*EXTRACT TO READ*
════════════════════
Background of the invention
Nowadays, in IC card with non-contact capability, such as dual-interface
smart card with ID-1 size, the RF antenna loop 111 is always positioned in the
chip base 122 of the card, with the two connection points of the antenna loop
111 directly connected with lead wires of the chip 123 of the smart card, as
shown in Figure 1.
As the application of the smart IC card develops, dual-interface smart IC card
wins more attention for its double work interfaces and convenient non-contact
application mode. Applied in embedded devices such as mobile telephones to
realize mobile payment, identity authentication, etc., it will bring much more
convenience to our ordinary life.
Dual-interface smart card has its unique features in applications of mobile
telephones. Take dual-interface SIM card for instance, the contact interfaces get
across the SIM neck, and the needed working electrical signals such as VCC,
CLK and I/O are provided by the mobile telephone. Yet the non-contact
interface of the dual-interface SIM card depends on RF antenna to provide
signals such as clock and data for its work. For power signal, the power is
provided by VCC when the mobile telephone is on; otherwise, the power is
provided by the RF antenna. However, the present scheme that the antenna of
ID-1 card is positioned in the chip base can not meet the application
requirement for the embedded devices such as mobile telephones.
Nowadays, the mobile payment scheme based on the mobile phone, which is

carried out in countries such as Japan and South Korea, applies the scheme of
modifying the mobile phone. The smart IC card with expense payment function
is positioned in the mobile phone, and its RF antenna is positioned on the
mainboard or backside of the special cell phone battery and connected with the
smart IC card via specially designed contact points. This solution has relatively
high cost, since it relates to modification of the mobile phone. In the application
environment of mobile telecommunication in China, the cost for modification of
mobile phones in this method is very evident. The user should purchase a
mobile phone with mobile payment function if he/she wants to use mobile
payment function. Therefore, the utility expense of the user is very high, which
would limit the development of mobile payment business.
Summary of the invention
In order to avoid the high cost of mobile phone modification, the present
invention provides an antenna assemble attached on the surface of the plug-in
smart card.
In this antenna for the non-contact interface of the plug-in dual-interface
smart card, the plug-in smart card consists of card module and chip base; the
antenna consists of substrate, antenna loop fixed on the first surface of the
substrate, and the first and second antenna pins. The foregoing substrate
includes the structure to cooperate with the card module, the first and second
contact points on the second surface, and the first and second vias. The first
and second contact points and the structure cooperating with the card module
are arranged in said substrate, and in the positions corresponding to the contact
points of the plug-in smart card, the first and the second antenna pins connect
with the first and second contact points via the first and second vias,
respectively.
The foregoing structure cooperating with the card module is formed by two
sides connected contact points through the vias in the above-mentioned

substrate, in positions corresponding to the contact points of the card module.
When the antenna is attached to the plug-in smart card, contact points in the
second surface of the foregoing substrate are connected with the corresponding
contact points in the plug-in smart card.
════════════════════
*RECORD SET*
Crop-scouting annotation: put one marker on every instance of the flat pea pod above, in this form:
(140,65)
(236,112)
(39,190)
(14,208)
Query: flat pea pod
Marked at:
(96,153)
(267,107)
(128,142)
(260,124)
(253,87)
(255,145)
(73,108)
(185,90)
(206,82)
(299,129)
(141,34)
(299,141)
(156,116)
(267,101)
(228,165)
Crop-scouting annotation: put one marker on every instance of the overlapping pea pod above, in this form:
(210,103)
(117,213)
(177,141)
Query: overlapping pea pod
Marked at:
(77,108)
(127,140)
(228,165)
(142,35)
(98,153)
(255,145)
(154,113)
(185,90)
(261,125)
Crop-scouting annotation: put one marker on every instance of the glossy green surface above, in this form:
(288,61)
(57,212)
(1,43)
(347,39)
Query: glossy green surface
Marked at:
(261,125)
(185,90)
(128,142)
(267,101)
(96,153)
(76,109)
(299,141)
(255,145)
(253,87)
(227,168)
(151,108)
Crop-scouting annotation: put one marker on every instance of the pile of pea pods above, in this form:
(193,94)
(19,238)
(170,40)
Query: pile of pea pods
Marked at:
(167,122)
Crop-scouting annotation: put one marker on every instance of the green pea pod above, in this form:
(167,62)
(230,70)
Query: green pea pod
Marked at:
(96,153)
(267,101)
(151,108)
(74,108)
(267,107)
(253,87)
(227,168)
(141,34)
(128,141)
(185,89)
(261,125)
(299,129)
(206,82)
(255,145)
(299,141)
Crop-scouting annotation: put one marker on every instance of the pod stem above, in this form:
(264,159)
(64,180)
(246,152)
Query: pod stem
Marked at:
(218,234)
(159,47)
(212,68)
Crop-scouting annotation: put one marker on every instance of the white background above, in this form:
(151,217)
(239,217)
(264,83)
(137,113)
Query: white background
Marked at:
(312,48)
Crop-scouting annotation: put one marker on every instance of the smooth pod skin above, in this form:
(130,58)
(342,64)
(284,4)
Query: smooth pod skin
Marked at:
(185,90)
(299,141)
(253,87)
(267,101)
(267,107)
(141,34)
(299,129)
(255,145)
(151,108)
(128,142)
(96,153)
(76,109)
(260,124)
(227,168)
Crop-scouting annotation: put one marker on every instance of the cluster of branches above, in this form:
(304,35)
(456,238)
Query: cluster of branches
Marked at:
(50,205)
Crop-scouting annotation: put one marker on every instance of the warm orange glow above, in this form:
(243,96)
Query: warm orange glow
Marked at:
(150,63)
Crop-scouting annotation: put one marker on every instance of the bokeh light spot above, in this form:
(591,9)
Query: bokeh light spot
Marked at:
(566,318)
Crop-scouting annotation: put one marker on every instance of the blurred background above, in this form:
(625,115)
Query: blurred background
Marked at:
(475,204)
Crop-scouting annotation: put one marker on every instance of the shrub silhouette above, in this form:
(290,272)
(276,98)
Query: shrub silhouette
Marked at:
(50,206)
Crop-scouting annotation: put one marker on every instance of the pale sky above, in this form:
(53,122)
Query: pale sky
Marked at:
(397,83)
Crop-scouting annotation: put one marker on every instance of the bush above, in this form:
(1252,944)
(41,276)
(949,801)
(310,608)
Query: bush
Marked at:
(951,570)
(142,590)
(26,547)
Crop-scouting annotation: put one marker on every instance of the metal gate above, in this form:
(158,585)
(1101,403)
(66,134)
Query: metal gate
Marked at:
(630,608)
════════════════════
*THE TASKS*
1. In the smart card passage, where is the RF antenna placed in the mobile phone payment scheme used in Japan and South Korea?
2. Change "Marked at" to "Pinned at" in the records, starting at the line that contains "of the white" and ending at the last line of the records. Reproduce only those lines, with nothing else altered.
The smart card passage and the records have no connection to each other.

*EXPECTED ANSWERS*
1. On the mainboard or the backside of the special cell phone battery.

2.
Crop-scouting annotation: put one marker on every instance of the white background above, in this form:
(151,217)
(239,217)
(264,83)
(137,113)
Query: white background
Pinned at:
(312,48)
Crop-scouting annotation: put one marker on every instance of the smooth pod skin above, in this form:
(130,58)
(342,64)
(284,4)
Query: smooth pod skin
Pinned at:
(185,90)
(299,141)
(253,87)
(267,101)
(267,107)
(141,34)
(299,129)
(255,145)
(151,108)
(128,142)
(96,153)
(76,109)
(260,124)
(227,168)
Crop-scouting annotation: put one marker on every instance of the cluster of branches above, in this form:
(304,35)
(456,238)
Query: cluster of branches
Pinned at:
(50,205)
Crop-scouting annotation: put one marker on every instance of the warm orange glow above, in this form:
(243,96)
Query: warm orange glow
Pinned at:
(150,63)
Crop-scouting annotation: put one marker on every instance of the bokeh light spot above, in this form:
(591,9)
Query: bokeh light spot
Pinned at:
(566,318)
Crop-scouting annotation: put one marker on every instance of the blurred background above, in this form:
(625,115)
Query: blurred background
Pinned at:
(475,204)
Crop-scouting annotation: put one marker on every instance of the shrub silhouette above, in this form:
(290,272)
(276,98)
Query: shrub silhouette
Pinned at:
(50,206)
Crop-scouting annotation: put one marker on every instance of the pale sky above, in this form:
(53,122)
Query: pale sky
Pinned at:
(397,83)
Crop-scouting annotation: put one marker on every instance of the bush above, in this form:
(1252,944)
(41,276)
(949,801)
(310,608)
Query: bush
Pinned at:
(951,570)
(142,590)
(26,547)
Crop-scouting annotation: put one marker on every instance of the metal gate above, in this form:
(158,585)
(1101,403)
(66,134)
Query: metal gate
Pinned at:
(630,608)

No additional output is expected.